→ **INFORMATION PROVIDED**
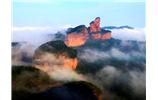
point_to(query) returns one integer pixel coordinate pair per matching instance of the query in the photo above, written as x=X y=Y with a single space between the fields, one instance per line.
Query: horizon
x=68 y=13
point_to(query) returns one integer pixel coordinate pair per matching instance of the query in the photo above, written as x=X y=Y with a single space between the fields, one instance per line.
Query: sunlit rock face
x=54 y=54
x=79 y=35
x=76 y=36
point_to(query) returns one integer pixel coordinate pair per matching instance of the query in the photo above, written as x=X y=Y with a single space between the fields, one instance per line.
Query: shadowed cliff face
x=29 y=83
x=79 y=35
x=70 y=91
x=55 y=54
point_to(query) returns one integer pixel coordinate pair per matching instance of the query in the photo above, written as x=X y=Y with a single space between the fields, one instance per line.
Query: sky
x=54 y=13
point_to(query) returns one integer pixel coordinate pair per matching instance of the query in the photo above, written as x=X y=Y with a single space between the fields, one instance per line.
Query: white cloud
x=129 y=34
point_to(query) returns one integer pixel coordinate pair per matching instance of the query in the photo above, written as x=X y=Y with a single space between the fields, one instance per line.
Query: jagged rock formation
x=79 y=35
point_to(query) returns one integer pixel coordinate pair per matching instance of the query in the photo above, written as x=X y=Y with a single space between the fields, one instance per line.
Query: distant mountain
x=119 y=27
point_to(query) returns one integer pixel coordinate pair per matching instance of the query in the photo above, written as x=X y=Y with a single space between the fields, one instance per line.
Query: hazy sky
x=74 y=12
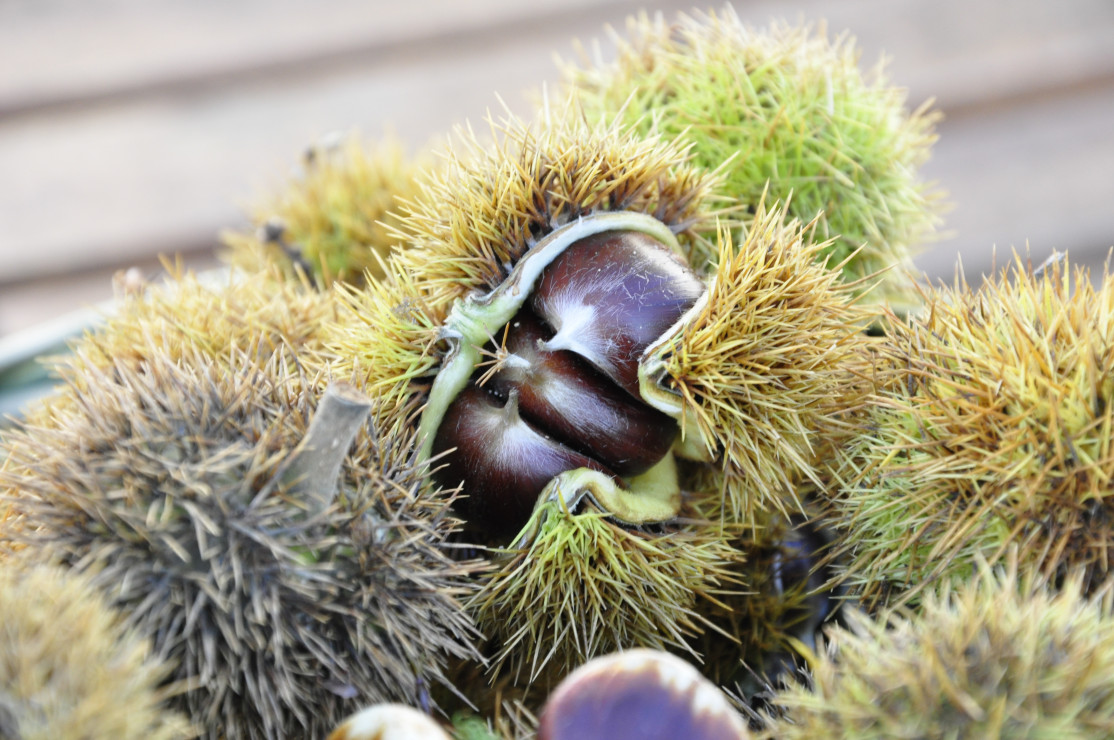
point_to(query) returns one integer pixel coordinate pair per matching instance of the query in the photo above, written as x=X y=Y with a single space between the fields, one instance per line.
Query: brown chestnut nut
x=562 y=392
x=501 y=460
x=644 y=694
x=570 y=400
x=611 y=295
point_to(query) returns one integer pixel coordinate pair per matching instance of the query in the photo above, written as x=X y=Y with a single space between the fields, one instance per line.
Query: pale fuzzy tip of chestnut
x=389 y=722
x=638 y=693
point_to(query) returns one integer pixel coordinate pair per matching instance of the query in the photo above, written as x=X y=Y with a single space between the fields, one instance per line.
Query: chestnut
x=644 y=694
x=560 y=392
x=611 y=295
x=575 y=315
x=389 y=722
x=502 y=461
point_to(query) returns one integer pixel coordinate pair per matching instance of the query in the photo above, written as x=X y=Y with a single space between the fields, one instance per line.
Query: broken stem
x=314 y=471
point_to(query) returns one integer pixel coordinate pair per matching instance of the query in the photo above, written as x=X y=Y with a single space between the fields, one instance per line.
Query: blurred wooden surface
x=129 y=128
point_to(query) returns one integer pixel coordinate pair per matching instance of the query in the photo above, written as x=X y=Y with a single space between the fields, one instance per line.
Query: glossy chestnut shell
x=564 y=391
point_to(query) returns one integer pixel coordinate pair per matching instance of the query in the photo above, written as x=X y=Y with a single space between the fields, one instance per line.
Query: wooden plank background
x=130 y=128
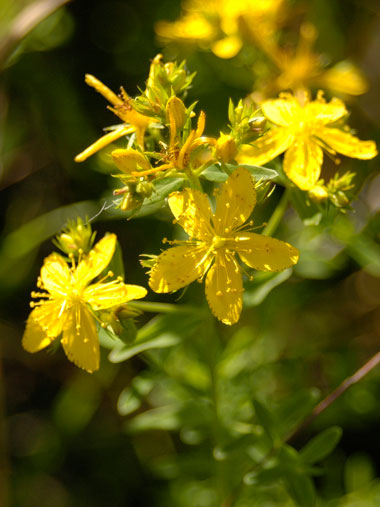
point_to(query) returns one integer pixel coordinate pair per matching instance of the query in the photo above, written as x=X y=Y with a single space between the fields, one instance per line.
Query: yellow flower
x=216 y=24
x=133 y=121
x=216 y=240
x=302 y=130
x=70 y=301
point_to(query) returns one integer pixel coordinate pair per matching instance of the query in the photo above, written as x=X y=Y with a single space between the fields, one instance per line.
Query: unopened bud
x=144 y=188
x=318 y=194
x=176 y=112
x=226 y=149
x=129 y=160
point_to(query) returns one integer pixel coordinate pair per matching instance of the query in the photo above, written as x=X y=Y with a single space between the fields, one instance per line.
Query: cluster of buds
x=76 y=238
x=336 y=191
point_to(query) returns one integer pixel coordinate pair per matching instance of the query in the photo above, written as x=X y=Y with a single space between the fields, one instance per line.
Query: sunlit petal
x=302 y=163
x=227 y=47
x=283 y=112
x=55 y=275
x=267 y=147
x=347 y=144
x=44 y=324
x=178 y=266
x=344 y=78
x=264 y=253
x=191 y=209
x=97 y=260
x=80 y=339
x=224 y=288
x=325 y=112
x=235 y=202
x=105 y=295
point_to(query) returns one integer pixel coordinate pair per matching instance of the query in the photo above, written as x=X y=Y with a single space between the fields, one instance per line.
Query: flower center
x=218 y=242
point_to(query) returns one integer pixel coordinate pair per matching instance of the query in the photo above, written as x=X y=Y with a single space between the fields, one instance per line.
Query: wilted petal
x=224 y=288
x=283 y=112
x=264 y=253
x=55 y=275
x=44 y=324
x=178 y=266
x=235 y=202
x=267 y=147
x=80 y=339
x=191 y=209
x=347 y=144
x=105 y=295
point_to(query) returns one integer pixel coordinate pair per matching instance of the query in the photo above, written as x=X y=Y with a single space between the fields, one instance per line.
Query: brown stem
x=334 y=395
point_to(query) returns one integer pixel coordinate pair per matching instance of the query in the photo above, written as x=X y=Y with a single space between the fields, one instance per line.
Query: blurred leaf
x=301 y=488
x=162 y=418
x=295 y=409
x=160 y=332
x=266 y=420
x=321 y=445
x=262 y=285
x=358 y=472
x=215 y=173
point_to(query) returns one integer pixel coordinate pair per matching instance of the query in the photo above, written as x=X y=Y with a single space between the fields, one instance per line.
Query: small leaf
x=262 y=285
x=321 y=445
x=301 y=488
x=266 y=420
x=215 y=173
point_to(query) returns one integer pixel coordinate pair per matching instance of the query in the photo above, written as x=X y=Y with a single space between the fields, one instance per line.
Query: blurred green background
x=62 y=441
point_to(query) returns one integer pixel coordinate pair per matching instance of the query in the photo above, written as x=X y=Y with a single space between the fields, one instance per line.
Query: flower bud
x=129 y=160
x=176 y=112
x=226 y=149
x=318 y=194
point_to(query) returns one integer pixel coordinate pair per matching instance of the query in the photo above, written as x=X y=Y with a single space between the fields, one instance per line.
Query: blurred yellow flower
x=215 y=24
x=133 y=121
x=216 y=238
x=69 y=303
x=303 y=130
x=301 y=69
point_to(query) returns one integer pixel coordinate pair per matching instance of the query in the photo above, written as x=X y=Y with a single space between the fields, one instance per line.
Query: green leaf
x=215 y=173
x=266 y=420
x=321 y=445
x=301 y=488
x=160 y=332
x=263 y=284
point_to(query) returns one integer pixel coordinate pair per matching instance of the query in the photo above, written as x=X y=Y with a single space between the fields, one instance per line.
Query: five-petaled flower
x=216 y=238
x=303 y=131
x=69 y=303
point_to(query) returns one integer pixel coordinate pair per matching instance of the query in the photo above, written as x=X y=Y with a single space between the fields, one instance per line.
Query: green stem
x=152 y=307
x=277 y=214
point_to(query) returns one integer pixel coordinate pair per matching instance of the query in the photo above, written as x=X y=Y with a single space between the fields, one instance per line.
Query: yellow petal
x=344 y=78
x=55 y=274
x=96 y=261
x=104 y=141
x=80 y=339
x=224 y=288
x=44 y=324
x=325 y=112
x=283 y=112
x=227 y=47
x=105 y=295
x=264 y=253
x=302 y=163
x=235 y=202
x=266 y=148
x=347 y=144
x=177 y=267
x=191 y=209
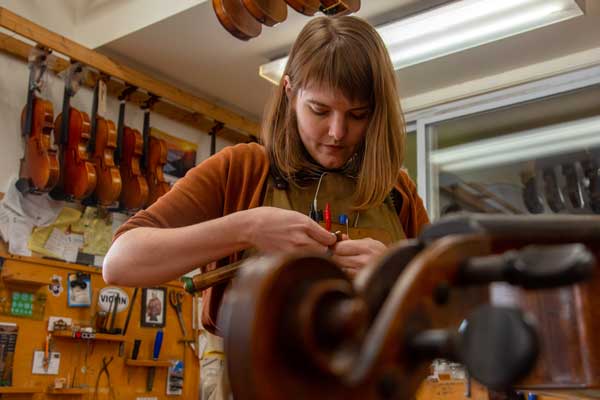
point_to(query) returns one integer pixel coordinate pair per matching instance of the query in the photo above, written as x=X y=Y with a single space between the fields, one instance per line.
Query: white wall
x=13 y=95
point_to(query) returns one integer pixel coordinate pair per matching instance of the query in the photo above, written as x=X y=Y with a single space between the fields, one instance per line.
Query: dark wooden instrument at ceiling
x=306 y=7
x=267 y=12
x=513 y=298
x=339 y=7
x=243 y=18
x=102 y=146
x=39 y=170
x=130 y=147
x=236 y=19
x=78 y=175
x=155 y=157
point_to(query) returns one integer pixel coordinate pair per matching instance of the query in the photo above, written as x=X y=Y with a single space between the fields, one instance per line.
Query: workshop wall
x=14 y=76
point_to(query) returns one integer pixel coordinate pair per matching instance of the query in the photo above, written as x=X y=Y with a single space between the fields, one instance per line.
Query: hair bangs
x=342 y=67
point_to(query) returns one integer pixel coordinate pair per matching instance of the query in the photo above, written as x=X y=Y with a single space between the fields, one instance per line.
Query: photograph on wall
x=79 y=289
x=153 y=307
x=181 y=155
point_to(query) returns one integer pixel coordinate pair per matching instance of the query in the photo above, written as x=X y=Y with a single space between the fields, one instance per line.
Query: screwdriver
x=155 y=353
x=134 y=354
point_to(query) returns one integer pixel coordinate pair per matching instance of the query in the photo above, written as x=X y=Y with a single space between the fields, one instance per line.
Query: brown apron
x=381 y=223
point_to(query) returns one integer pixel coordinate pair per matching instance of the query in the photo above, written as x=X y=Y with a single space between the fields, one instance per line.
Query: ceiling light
x=455 y=27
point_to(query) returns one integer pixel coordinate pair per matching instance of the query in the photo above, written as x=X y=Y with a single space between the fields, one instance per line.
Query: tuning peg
x=498 y=345
x=533 y=267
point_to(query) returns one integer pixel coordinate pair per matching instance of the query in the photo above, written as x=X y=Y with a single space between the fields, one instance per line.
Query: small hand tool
x=134 y=354
x=343 y=219
x=176 y=301
x=155 y=353
x=327 y=216
x=131 y=305
x=104 y=370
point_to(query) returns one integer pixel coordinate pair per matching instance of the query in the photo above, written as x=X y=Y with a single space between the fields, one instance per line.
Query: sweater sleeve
x=413 y=215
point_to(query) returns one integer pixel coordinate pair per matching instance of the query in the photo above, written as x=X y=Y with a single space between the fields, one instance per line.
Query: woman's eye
x=318 y=111
x=359 y=116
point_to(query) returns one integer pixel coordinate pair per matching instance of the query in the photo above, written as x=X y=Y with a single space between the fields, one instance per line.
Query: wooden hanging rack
x=202 y=115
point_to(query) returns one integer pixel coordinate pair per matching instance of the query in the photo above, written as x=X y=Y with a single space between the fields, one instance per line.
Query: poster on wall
x=181 y=155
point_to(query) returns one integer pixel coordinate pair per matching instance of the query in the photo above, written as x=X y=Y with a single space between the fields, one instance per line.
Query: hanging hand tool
x=104 y=370
x=134 y=354
x=176 y=301
x=155 y=353
x=328 y=217
x=131 y=305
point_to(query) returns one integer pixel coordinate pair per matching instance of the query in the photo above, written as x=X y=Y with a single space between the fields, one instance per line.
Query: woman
x=333 y=137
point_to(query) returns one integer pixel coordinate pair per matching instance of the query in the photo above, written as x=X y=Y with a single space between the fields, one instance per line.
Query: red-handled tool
x=155 y=353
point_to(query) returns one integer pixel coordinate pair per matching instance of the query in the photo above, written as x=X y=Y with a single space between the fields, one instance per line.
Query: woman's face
x=330 y=126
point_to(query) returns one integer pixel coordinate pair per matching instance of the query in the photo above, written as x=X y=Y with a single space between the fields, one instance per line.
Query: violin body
x=236 y=19
x=78 y=175
x=340 y=7
x=267 y=12
x=134 y=192
x=306 y=7
x=108 y=187
x=157 y=158
x=320 y=334
x=39 y=165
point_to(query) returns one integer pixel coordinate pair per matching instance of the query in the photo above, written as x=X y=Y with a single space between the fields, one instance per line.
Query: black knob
x=533 y=267
x=499 y=346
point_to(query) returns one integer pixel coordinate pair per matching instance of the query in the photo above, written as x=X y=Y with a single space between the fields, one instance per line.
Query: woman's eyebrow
x=320 y=104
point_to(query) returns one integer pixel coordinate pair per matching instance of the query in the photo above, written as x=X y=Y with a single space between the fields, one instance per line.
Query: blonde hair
x=345 y=54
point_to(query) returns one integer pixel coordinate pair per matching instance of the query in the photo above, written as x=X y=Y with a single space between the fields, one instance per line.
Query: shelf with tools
x=96 y=336
x=19 y=390
x=148 y=363
x=68 y=391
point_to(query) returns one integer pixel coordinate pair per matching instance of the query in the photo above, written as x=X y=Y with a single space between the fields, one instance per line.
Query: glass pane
x=410 y=154
x=537 y=157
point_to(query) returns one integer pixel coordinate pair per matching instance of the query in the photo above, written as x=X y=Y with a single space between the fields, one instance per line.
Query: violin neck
x=64 y=129
x=146 y=136
x=31 y=87
x=120 y=128
x=94 y=122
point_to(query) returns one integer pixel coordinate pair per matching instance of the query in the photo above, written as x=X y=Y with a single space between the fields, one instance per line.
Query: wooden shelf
x=19 y=390
x=148 y=363
x=99 y=336
x=68 y=391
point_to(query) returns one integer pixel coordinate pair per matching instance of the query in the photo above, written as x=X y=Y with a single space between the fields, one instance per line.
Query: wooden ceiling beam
x=195 y=120
x=102 y=63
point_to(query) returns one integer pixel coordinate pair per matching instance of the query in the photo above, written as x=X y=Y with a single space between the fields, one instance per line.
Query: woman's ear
x=287 y=85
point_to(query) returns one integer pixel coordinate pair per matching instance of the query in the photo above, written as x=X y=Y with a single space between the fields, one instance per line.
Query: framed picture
x=153 y=307
x=181 y=155
x=79 y=289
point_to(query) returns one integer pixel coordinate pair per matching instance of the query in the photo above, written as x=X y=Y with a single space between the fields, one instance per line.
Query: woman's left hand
x=352 y=255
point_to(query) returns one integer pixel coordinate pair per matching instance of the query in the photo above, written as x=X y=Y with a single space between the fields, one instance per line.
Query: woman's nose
x=338 y=127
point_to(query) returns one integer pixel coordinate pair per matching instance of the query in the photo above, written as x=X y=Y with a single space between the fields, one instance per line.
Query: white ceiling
x=193 y=51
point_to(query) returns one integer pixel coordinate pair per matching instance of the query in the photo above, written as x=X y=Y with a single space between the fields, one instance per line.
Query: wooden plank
x=61 y=44
x=148 y=363
x=21 y=50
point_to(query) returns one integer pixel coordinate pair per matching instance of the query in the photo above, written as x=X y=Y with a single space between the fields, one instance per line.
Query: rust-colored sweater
x=233 y=180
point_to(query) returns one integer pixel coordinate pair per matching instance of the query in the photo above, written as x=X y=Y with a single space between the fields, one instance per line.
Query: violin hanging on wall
x=78 y=175
x=154 y=158
x=40 y=169
x=102 y=146
x=130 y=146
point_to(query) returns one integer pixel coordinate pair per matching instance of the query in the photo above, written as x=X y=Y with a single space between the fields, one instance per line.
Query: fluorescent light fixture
x=520 y=147
x=455 y=27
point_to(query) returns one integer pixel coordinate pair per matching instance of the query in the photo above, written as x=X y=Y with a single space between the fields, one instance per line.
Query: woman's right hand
x=273 y=229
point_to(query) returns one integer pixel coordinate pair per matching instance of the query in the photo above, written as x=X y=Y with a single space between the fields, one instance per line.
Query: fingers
x=320 y=234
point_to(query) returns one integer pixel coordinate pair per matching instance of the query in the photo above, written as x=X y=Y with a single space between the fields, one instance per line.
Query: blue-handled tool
x=155 y=353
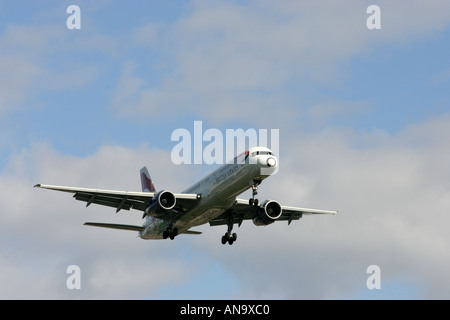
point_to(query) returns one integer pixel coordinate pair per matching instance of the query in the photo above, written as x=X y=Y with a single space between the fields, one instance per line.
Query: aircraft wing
x=125 y=200
x=242 y=210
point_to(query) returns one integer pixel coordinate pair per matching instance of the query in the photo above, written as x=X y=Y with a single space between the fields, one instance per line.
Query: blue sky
x=360 y=112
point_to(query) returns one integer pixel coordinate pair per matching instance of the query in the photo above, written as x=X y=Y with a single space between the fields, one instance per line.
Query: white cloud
x=393 y=199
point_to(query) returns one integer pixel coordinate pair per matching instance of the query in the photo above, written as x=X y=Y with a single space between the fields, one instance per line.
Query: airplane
x=211 y=200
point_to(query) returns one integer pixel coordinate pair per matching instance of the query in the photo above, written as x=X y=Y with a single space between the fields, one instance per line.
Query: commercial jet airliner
x=212 y=200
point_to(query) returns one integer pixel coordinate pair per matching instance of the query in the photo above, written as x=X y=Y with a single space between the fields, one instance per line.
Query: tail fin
x=146 y=181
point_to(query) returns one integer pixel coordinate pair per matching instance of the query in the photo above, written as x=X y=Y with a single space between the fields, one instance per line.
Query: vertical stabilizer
x=146 y=181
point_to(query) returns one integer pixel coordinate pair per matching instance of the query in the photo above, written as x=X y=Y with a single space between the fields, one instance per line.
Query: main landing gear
x=254 y=184
x=170 y=232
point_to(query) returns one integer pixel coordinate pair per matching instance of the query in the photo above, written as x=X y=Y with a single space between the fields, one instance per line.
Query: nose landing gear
x=170 y=232
x=254 y=184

→ **TASK DESCRIPTION**
Locate each line in the entries above that contains the string "hanging", and copy those lines.

→ **WORKED ANSWER**
Query: wooden hanging rack
Query: hanging hand tool
Query: violin hanging on wall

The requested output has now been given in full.